Reproduce the entries. Match every word.

DATA FOR THE TASK START

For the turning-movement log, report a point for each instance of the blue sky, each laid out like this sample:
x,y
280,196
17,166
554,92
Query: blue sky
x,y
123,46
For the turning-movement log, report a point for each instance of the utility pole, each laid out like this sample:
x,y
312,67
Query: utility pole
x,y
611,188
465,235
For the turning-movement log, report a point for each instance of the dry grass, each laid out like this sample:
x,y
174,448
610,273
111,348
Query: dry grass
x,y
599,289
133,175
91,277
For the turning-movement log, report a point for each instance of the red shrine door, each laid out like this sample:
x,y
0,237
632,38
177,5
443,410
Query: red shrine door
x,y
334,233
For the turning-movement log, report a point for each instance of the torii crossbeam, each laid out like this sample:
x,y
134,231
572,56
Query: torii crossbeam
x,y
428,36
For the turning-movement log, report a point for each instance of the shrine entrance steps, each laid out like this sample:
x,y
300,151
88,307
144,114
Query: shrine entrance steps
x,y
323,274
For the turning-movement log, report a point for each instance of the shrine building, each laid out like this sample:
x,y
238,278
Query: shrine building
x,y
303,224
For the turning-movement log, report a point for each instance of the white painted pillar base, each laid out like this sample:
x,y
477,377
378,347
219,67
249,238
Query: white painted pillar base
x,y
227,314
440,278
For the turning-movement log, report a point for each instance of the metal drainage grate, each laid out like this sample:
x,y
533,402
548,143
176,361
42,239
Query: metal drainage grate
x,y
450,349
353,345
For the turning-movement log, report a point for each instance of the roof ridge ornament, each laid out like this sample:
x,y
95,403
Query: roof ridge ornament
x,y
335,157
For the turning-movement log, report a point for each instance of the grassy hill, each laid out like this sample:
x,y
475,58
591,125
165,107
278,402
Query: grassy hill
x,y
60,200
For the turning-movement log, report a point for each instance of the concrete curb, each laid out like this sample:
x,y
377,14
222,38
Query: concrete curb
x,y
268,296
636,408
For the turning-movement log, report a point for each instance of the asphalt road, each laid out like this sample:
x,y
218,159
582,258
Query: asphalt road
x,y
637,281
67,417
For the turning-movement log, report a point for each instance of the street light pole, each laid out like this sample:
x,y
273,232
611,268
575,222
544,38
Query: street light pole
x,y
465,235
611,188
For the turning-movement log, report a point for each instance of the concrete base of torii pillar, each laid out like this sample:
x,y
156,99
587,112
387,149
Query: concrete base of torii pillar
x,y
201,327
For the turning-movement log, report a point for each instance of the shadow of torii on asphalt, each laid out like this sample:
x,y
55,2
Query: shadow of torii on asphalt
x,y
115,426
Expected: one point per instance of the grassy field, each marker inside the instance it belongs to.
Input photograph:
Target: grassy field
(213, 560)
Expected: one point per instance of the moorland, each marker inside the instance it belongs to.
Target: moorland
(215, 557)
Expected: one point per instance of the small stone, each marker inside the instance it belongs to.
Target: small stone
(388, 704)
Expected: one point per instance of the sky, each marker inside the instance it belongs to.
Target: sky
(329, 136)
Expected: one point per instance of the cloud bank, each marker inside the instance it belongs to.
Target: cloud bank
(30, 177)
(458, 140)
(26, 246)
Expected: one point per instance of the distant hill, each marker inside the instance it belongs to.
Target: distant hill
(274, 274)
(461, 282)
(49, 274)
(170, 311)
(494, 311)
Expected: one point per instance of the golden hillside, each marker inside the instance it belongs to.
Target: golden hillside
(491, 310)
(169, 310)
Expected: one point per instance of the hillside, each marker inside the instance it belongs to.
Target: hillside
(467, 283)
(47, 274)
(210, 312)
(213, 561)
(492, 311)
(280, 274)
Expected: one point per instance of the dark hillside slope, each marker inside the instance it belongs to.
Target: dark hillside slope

DATA FOR THE TASK END

SOLUTION FOR THIS PROBLEM
For the turning-movement log, report a point for each instance of the blue sky, each laid out like this sample:
x,y
280,196
17,166
554,92
Query: blue sky
x,y
123,46
For the turning-movement log, report a point for each instance of the utility pole, each laid out like this sample:
x,y
312,67
Query: utility pole
x,y
611,188
465,235
For the turning-movement log, report a point for each instance of the dry grass, each laid out like this sample:
x,y
174,448
610,273
111,348
Query: dry grass
x,y
599,289
133,175
91,277
For the turning-movement log, report a point for each instance of the red shrine door, each laid out like this sample:
x,y
0,237
632,38
177,5
443,410
Query: red shrine door
x,y
334,233
For the turning-movement log, report a point for each instance of the torii crossbeam, each laid out like this sample:
x,y
134,231
572,56
Query: torii crossbeam
x,y
428,36
For the turning-movement log, report a point for each instance of the shrine entrance steps, each laid out like this sample:
x,y
300,151
88,307
144,114
Query: shrine entrance steps
x,y
323,274
For the turning-movement log, report a point for each instance of the shrine building, each laid out like this sample:
x,y
238,278
Query: shrine building
x,y
303,224
For the turning-movement log, report a point for each instance of the white painted pillar base, each laid out like this sample:
x,y
477,377
378,347
219,67
249,238
Query: white painted pillar base
x,y
227,314
440,278
For the turning-movement log, report a point for each instance of the metal drainage grate, each laid out like this sample:
x,y
533,402
548,143
176,361
42,239
Query: metal drainage grate
x,y
450,349
353,345
For the turning-movement log, report a point for each instance of the roof ridge ornament, each laid out like this sample:
x,y
95,403
Query: roof ridge ornament
x,y
335,157
For the turning-movement log, report a point for each instance of the grassy hill, each laid out like this sample:
x,y
475,58
591,125
165,107
278,402
Query: grassy hill
x,y
60,200
For the turning-movement log, report a point for each instance of the concrete curb, each laid out like this sample:
x,y
377,14
222,38
Query: concrete curb
x,y
268,296
636,408
For the turning-movement log, report a point for each instance of the asphalt road, each laid out like this sample:
x,y
218,159
582,258
Query: asphalt road
x,y
637,281
67,417
For the turning-movement log, report a point for each instance of the street light pole, each laid out like this sample:
x,y
273,232
611,268
575,222
544,38
Query: street light pole
x,y
465,235
611,188
For the turning-movement log, report a point for each instance of the concrete base of torii pillar, each laid out like this sample:
x,y
156,99
587,112
387,149
Query: concrete base of torii pillar
x,y
201,327
For the turning-movement log, report a point for each instance of the shadow of torii on asphalt, each laid out like this sample:
x,y
55,2
Query: shadow of torii on asphalt
x,y
115,426
Expected: one point per instance of the grassy field, each marker inside the instance it belongs to.
Input photograph:
Target: grassy field
(213, 560)
Expected: one point per instance of the moorland, each marker inside the instance it belongs to.
Target: moorland
(215, 557)
Expected: one point per instance of the small stone, each marker inside the instance it belongs to.
Target: small stone
(388, 704)
Expected: one point per instance of the sky, each marker inside the instance it belongs to.
Target: sky
(329, 136)
Expected: one point per instance of the cloud bank, each marker inside the instance it belongs to.
Target: cloud bank
(30, 177)
(458, 140)
(26, 246)
Expected: one point per instance of the distant hill, each marker inside the instance it belongs to.
Target: distant hill
(274, 274)
(461, 282)
(49, 274)
(170, 311)
(494, 311)
Expected: one point per instance of the golden hillside, each marker inside the instance it belongs to.
Target: golden hillside
(491, 310)
(169, 310)
Expected: one point per instance of the hillside, each marker inside the instance it belongs to.
Target: hillside
(467, 283)
(47, 274)
(210, 312)
(213, 561)
(492, 311)
(280, 274)
Expected: one point per instance of the dark hillside slope, each marker inside the instance it belongs to.
Target: dark hillside slope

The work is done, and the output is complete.